(Named object pointing entries)
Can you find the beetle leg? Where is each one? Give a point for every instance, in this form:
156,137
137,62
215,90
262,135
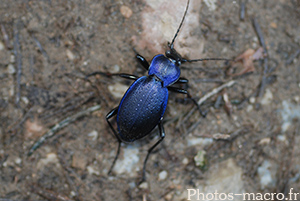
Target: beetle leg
112,113
162,136
181,80
183,91
123,75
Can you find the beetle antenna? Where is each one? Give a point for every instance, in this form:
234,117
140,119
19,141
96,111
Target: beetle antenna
172,43
204,59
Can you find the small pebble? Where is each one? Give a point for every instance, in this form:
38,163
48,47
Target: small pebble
70,54
91,170
162,175
18,161
252,100
267,97
126,11
185,161
93,135
143,185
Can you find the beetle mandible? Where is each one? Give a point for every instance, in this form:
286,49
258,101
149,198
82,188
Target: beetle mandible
143,105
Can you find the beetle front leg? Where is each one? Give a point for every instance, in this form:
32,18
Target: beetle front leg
112,113
162,136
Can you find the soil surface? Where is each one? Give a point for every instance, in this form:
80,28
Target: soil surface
247,143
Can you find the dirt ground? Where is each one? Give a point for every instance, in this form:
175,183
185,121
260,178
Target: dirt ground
249,138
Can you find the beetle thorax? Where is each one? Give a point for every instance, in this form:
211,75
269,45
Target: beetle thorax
166,70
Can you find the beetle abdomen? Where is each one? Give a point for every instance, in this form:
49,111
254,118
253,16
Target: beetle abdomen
141,108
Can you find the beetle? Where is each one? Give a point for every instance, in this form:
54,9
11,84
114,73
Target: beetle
144,103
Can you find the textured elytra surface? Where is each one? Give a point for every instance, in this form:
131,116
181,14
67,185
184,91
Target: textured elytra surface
141,108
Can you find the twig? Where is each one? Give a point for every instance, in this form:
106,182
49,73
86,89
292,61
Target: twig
215,91
61,125
263,44
5,37
207,96
18,55
39,45
242,6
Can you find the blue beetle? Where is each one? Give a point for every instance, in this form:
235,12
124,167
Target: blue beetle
143,106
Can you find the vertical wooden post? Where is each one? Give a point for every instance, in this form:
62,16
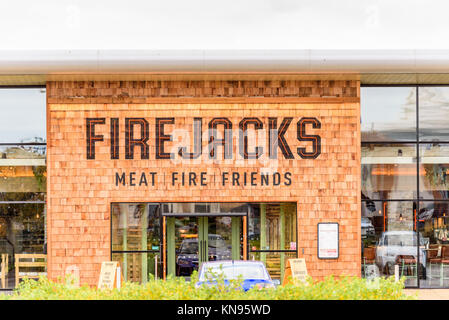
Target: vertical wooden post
171,255
245,239
282,238
144,243
164,248
235,225
124,216
263,231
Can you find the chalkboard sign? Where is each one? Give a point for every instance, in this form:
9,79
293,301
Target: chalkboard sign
328,240
108,275
296,268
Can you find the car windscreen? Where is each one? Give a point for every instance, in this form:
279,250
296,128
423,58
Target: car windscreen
189,247
232,272
401,240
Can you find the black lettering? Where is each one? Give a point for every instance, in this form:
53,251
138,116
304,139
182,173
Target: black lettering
197,147
203,179
254,178
143,179
243,138
235,178
132,178
276,178
119,179
276,138
264,179
161,138
115,138
173,178
192,178
315,139
288,178
91,137
224,177
152,178
226,142
131,142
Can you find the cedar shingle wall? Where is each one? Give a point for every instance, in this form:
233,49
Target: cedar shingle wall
140,91
80,191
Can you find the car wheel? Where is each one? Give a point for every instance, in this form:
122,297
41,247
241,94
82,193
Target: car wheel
389,269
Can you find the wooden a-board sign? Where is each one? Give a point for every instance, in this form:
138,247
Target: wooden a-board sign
296,268
110,275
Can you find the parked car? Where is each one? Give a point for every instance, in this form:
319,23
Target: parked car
187,255
253,273
367,228
393,244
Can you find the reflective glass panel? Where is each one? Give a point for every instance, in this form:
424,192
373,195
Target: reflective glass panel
390,241
388,113
23,115
389,171
274,261
22,231
433,222
434,171
135,227
139,266
433,113
272,226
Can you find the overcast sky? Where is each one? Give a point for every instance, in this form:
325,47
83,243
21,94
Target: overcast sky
227,24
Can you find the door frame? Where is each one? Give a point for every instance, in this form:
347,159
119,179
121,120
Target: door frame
165,244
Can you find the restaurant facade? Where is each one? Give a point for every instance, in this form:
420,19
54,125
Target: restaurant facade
162,172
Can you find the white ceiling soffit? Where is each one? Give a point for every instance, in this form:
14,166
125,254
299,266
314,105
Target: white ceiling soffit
223,61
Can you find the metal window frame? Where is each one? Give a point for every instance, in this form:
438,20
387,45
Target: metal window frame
417,142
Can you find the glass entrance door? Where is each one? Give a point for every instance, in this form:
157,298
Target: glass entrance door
192,240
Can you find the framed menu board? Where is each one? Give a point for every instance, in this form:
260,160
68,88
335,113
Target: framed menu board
328,240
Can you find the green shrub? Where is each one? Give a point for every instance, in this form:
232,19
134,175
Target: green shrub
343,288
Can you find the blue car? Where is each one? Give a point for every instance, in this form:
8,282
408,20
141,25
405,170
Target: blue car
253,273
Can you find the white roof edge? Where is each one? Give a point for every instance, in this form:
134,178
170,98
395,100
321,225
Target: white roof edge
281,61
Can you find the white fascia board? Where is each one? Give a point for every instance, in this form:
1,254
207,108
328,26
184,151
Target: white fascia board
281,61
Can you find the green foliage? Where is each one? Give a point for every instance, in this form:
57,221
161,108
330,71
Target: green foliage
343,288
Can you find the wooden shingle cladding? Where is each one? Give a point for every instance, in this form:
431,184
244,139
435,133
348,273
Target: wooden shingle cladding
80,191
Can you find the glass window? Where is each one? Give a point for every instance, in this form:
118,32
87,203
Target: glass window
389,241
139,266
433,113
272,226
433,222
434,171
389,171
23,118
135,227
22,231
388,113
210,208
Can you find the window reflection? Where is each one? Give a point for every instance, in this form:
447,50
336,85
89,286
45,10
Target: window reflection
389,241
434,226
388,171
388,113
433,113
22,231
135,227
25,119
434,171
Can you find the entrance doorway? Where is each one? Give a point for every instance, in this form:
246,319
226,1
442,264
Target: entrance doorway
160,239
194,239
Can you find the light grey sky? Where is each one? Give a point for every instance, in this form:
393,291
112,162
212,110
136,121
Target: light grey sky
226,24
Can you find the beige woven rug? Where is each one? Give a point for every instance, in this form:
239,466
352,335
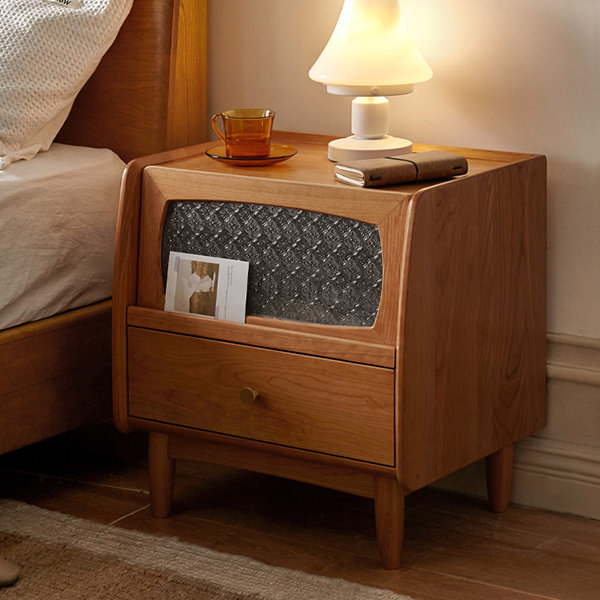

Instruction: Write out all of the material above again, swapping "instance" for "occurrence" everywhere it occurs and keeping everything else unchanged. Leave the pictures out.

Output of the exercise:
Can you find the beetle leg? Where is each one? Give a point for every occurrence, in this form:
156,137
137,62
215,90
262,135
Target: beetle leg
112,113
162,136
181,80
183,91
123,75
Can you find the beetle antenna? Where is each one? Give a point for every occurrence, in this form:
234,117
140,119
19,141
96,111
Target: beetle antenna
172,43
204,59
Can you find the small pebble? Where is each one? Give a point for every occurrence, in this form:
38,163
48,47
Target: small pebble
70,54
91,170
162,175
18,161
252,100
267,97
126,11
185,161
93,135
143,185
Can you find the beetle mandible? Where is each one? Give a point for every occurrence, in this form:
286,49
258,101
149,198
82,188
Target: beetle mandible
143,105
Can you find the beetle front leg? Where is each one? Give a point for every occurrence, in this form:
32,18
Target: beetle front leg
112,113
162,136
Can you find the soil surface? Where is each one? Give a point for every occurrence, in this form:
80,28
Target: soil surface
247,143
Can you find the dirt ground? Where is each one? Give a point for every occurrence, in this form:
175,183
185,121
260,178
Target: dirt ground
249,138
Can you find the beetle thorax? Where is each one? Give a point for every occurrence, in this form:
211,75
269,45
Target: beetle thorax
166,70
Can you find the beetle abdomen? Where is each one? Give a point for every occurrence, in this form:
49,111
254,118
253,16
Target: beetle abdomen
141,108
Can you find the beetle? Where is each one? Give a point for every occurrence, in this form:
54,9
11,84
114,73
Target: beetle
144,103
Can you find the textured elytra surface? Where is each one? Give a point for every occurrence, in this form:
131,116
181,14
67,185
184,91
Target: textured elytra surface
141,108
Can you find the twig? Where is each one? Give a point for every occurrence, in this form:
106,182
49,73
86,89
292,61
Target: twig
215,91
61,125
263,44
5,37
207,96
18,55
39,45
242,6
Can you find the blue beetle? Where is each one? Give a point for every occurrence, in this form:
235,12
124,167
Target: blue beetle
143,106
Can you find the vertical wooden post? Where is each one? Give a point for every occurrence, in this form:
62,16
Target: vertical wooden post
171,255
245,239
282,238
144,243
164,248
235,225
124,216
263,231
Can you find the chalkboard sign? Where is each one? Give a point for every occurrence, in this form:
9,79
293,301
Target: chalkboard sign
328,240
108,275
296,268
Can you find the car windscreen? Where is each one? Give a point for every occurrence, in this form:
279,250
296,128
423,58
Target: car windscreen
189,247
232,272
401,240
Can you find the black lettering? Where is each one? Give a point for every occurrence, in this form:
53,251
138,116
304,139
182,173
Target: black lettering
197,147
203,179
254,178
143,179
243,138
235,178
132,178
276,178
119,179
276,138
264,179
161,138
115,138
173,178
192,178
315,139
288,178
91,137
224,177
152,178
226,142
131,142
Can you find the cedar shingle wall? Where is each one? Give a point for every occurrence, in this form:
233,49
Target: cedar shingle wall
140,91
80,191
Can you find the car wheel? Where is each one? Give a point for every occurrence, in this form:
122,297
41,247
241,94
82,193
Target: car wheel
389,269
Can you find the wooden a-board sign? Where is each one? Give a point for every occurrence, in this form:
138,247
Target: wooden a-board sign
296,268
110,275
Can you find the parked car? Where is each one? Give a point for every occurrence, in this form:
319,23
Target: parked car
187,255
253,273
367,228
393,244
Can you find the reflective glass panel? Where is each one? Give a point for every occurrence, in this form:
424,192
373,195
Target: reflective glass panel
390,241
388,113
23,115
389,171
274,261
22,231
433,222
434,171
135,227
139,266
433,113
272,226
Can you find the overcast sky? Where is each one? Give a point for every occurrence, in this form:
325,47
83,243
21,94
Target: overcast sky
227,24
Can you find the door frame? Where is each one? Give a point for every occurrence, in this form:
347,159
119,179
121,120
Target: door frame
165,244
Can you find the restaurant facade? Where is each one? Give a point for every occurrence, in this form:
420,19
54,125
Target: restaurant facade
162,172
Can you find the white ceiling soffit? Where is each one? Give a point for every occurrence, in this form:
14,166
125,254
299,266
314,105
Target: white ceiling soffit
223,61
Can you find the metal window frame? Where is each one? Give a point for every occurrence, in this form:
438,20
387,45
Target: metal window frame
417,142
Can you find the glass entrance door? Where is each one? Give a point for every occurrence, in this form:
157,298
Target: glass entrance door
192,240
Can you find the framed menu board? Where is each one? Give a point for every occurrence, in this form:
260,160
68,88
335,113
Target: framed menu board
328,240
Can you find the green shrub? Where is each one? Give a point for every occurrence, in this form:
232,19
134,175
Target: green shrub
343,288
Can you find the blue car? Where is each one? Give a point for every occurrence, in this form:
8,282
408,20
141,25
405,170
Target: blue car
253,273
Can you find the white roof edge? Where is each one? Give a point for every occurrence, in this form:
134,178
170,98
395,100
321,225
Target: white roof edge
281,61
Can you find the white fascia board? Where is each one? Give a point for every occurrence, in this form:
1,254
207,108
328,26
184,151
Target: white fascia board
281,61
Can you find the green foliage? Where is each one? Give a point for every occurrence, in this form:
57,221
161,108
330,71
Target: green foliage
343,288
Can you find the wooden shingle cladding? Where is each one? Give a point for every occurrence, in this form:
431,184
244,139
435,133
348,273
Target: wooden shingle cladding
80,191
Can you find the glass window? Where is each one? Give a point for every occurrence, in this form:
118,32
87,203
Target: glass window
389,241
139,266
433,113
272,226
433,222
434,171
389,171
23,118
135,227
22,231
388,113
210,208
Can you find the window reflection? Where is each one? Give a point for every occurrence, in this form:
447,50
336,85
89,286
45,10
Target: window reflection
389,241
434,226
388,171
388,113
433,113
22,231
135,227
25,119
434,171
Can you find the entrance doorway? Where is each one? Give a point for every occurrence, in this form:
246,319
226,1
442,264
Target: entrance doorway
160,239
194,239
Can you find the light grey sky? Where is each one? Give a point for every occurrence, in this form:
393,291
112,162
212,110
136,121
Target: light grey sky
226,24
Can you find the beige woven rug? Where is each one? Give a point for every occurrence, in this form:
239,466
352,335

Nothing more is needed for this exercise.